SET TASK
Extract every one of the records below and reproduce each line without changing a single character.

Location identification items
-------

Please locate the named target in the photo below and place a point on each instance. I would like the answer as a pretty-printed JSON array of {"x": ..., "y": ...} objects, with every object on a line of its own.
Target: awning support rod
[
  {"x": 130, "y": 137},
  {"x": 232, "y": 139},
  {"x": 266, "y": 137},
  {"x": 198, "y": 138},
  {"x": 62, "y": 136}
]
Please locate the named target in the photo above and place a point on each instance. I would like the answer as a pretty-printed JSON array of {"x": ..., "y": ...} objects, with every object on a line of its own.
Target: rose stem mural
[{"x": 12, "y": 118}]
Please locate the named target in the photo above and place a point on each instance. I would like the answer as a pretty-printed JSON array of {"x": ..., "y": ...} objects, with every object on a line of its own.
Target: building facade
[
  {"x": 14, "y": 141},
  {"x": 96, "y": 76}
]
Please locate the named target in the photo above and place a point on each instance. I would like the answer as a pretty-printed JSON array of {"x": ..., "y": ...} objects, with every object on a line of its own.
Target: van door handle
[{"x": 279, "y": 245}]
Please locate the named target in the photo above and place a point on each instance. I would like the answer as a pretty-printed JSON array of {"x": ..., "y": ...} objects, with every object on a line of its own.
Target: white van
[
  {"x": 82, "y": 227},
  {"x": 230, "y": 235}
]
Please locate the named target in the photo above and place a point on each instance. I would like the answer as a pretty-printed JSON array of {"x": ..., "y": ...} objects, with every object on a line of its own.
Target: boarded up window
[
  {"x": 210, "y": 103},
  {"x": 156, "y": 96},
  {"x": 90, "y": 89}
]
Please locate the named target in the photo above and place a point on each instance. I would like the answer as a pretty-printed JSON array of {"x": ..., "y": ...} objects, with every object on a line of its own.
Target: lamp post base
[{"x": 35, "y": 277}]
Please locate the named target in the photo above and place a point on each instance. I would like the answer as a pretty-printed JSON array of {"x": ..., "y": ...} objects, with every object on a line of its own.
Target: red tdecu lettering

-------

SOLUTION FOR THIS PROBLEM
Please locate the named target in the photo below and place a point on each instance. I would like the answer as a pretty-printed JSON array of {"x": ..., "y": ...} objects, with every object on a line of its own.
Target: awning support rod
[
  {"x": 130, "y": 137},
  {"x": 232, "y": 139},
  {"x": 266, "y": 137},
  {"x": 198, "y": 138},
  {"x": 62, "y": 136}
]
Please locate the named target in the photo above and place a point on each instance. I would like the answer as a pretty-printed JSON array of {"x": ..., "y": ...} objects, with every object on a line of its own.
Target: rose stem mural
[{"x": 12, "y": 118}]
Please locate the named target in the photo above and place a point on each instance. I would like the answer as a pretty-printed JSON array of {"x": ..., "y": ...} objects, with every object on a line of its own.
Target: building facade
[
  {"x": 14, "y": 141},
  {"x": 96, "y": 76}
]
Please locate the named target in the photo above and place a point on each instance. I would like the answer as a pretty-printed JSON array of {"x": ..., "y": ...} objects, with every object on a line of its own.
Target: van door handle
[{"x": 279, "y": 245}]
Please locate the named target in the photo above and place a point on each instance. I would like the answer as a pretty-printed JSON array of {"x": ..., "y": ...} objects, with every object on a line of its own.
Target: white van
[
  {"x": 82, "y": 227},
  {"x": 230, "y": 235}
]
Please locate the named target in the photo above and place a point on each instance. I would like the answer as a pretty-printed JSON array of {"x": ..., "y": ...} objects, with every object on a line of its own.
Target: boarded up window
[
  {"x": 210, "y": 103},
  {"x": 156, "y": 96},
  {"x": 90, "y": 89}
]
Please locate the named target in the photo above and place a point on each instance. I would like the answer as a pretty-printed JSON array of {"x": ..., "y": ...} objects, with every object on a line of its own.
Target: lamp post base
[{"x": 35, "y": 277}]
Please locate the named target in the photo above and place a point on each instance. I would like the answer as a pretty-printed JSON array of {"x": ..., "y": ...} objects, with every object on a line of its own.
Target: red tdecu lettering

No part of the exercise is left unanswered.